== SUPPLIED RECORDS ==

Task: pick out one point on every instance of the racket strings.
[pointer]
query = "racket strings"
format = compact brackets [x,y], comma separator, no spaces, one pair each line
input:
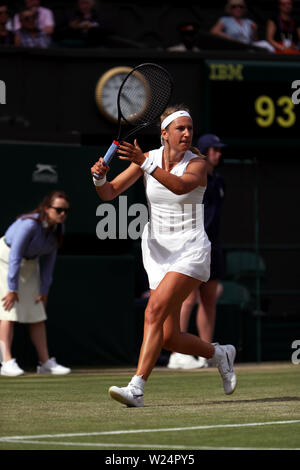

===

GIVEN TASK: Turn every line of the entries above into a Markdown table with the columns Row and Line, numbering each line and skipping blank ones. Leave the pictures out of your answer.

RESULT BELOW:
| Row | Line |
|---|---|
| 1 | Task: pick out one point on every instance of the racket strings. |
| 2 | [pointer] |
| 3 | query = "racket strings" |
| 4 | format = compact brackets [x,y], comma separator, no spaces, one pair each line |
| 5 | input: |